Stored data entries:
______________________________

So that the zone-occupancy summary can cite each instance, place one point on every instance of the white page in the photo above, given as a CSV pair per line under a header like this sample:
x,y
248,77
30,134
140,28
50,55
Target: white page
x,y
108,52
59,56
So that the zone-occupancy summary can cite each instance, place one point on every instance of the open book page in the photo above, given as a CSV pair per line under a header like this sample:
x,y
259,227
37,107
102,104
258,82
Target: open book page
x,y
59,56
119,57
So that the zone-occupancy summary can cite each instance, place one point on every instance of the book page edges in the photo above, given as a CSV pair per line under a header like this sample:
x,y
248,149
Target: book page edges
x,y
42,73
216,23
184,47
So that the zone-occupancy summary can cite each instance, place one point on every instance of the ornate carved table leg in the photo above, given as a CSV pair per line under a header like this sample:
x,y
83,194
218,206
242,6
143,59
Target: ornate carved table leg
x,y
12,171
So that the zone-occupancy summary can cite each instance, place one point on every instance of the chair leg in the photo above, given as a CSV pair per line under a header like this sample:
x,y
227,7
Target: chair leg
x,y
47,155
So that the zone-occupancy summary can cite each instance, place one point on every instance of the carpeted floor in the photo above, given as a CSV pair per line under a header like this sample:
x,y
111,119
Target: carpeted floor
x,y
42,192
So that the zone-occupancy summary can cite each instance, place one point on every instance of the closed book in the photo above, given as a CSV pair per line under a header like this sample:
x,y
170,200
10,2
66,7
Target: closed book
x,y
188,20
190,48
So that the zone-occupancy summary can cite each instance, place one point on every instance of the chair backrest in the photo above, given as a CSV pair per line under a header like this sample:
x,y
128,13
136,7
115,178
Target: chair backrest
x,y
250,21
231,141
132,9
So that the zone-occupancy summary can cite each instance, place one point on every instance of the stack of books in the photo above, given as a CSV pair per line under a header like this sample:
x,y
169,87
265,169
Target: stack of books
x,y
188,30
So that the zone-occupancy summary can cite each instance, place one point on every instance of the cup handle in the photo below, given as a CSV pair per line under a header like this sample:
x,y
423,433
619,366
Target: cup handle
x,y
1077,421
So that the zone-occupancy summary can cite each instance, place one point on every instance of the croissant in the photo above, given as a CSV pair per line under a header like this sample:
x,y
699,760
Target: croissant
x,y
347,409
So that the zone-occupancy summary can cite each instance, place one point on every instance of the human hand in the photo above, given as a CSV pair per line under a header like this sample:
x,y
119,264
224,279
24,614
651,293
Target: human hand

______________________________

Task instructions:
Copy out every line of the records that the string "human" appears in.

Output of the exercise:
So that the zone-occupancy summary can cite each instance, place one point on every instance of the human hand in the photo above, given as a CSV pair per line under a header like this sample:
Target: human hand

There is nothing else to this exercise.